Author: Doreen Grierson

Information

Date
18th March 2016
Society
Hartley Players
Venue
Hartley Village hall, Hartley
Type of Production
Play
Director
Chris Broad-Manges

To celebrate their 90th anniversary, Hartley Players chose to recreate their very first production with this play by A.A. Milne, of ‘Winnie the Pooh’ fame, who wrote this ‘tongue in cheek’ play in 1919.

To gasps from the audience, the curtains open on the most fabulous set of the Marden’s 1926 era drawing room. The main story revolves around the state of the marriage between George and Olivia Marden, her second, and the scandal that could be caused by the fact that her first husband might not have died after all.

Labeled outline entries
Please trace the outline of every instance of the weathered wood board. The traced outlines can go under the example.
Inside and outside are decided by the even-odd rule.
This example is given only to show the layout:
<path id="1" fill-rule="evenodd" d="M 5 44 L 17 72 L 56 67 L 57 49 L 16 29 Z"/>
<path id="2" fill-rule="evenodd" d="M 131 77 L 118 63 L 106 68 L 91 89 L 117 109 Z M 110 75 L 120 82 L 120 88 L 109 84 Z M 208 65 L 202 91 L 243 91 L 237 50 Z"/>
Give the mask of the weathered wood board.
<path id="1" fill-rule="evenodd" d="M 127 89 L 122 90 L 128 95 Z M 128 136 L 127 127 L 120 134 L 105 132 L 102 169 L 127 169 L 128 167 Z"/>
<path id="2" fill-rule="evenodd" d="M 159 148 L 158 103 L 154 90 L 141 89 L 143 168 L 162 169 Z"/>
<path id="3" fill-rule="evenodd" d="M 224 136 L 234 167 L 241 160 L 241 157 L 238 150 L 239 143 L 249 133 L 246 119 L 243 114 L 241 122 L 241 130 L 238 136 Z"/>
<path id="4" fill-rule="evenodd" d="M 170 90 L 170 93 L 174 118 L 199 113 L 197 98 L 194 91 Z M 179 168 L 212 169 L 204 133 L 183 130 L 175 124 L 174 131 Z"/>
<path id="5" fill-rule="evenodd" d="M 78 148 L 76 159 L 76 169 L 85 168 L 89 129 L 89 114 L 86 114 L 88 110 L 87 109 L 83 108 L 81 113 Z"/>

### WHAT YOU HAVE TO DO:
According to the Hartley Players review, what anniversary did the society choose to mark with this production? Nothing in the listing is needed here.

### SOLUTION TO THE PROBLEM:
Their 90th anniversary.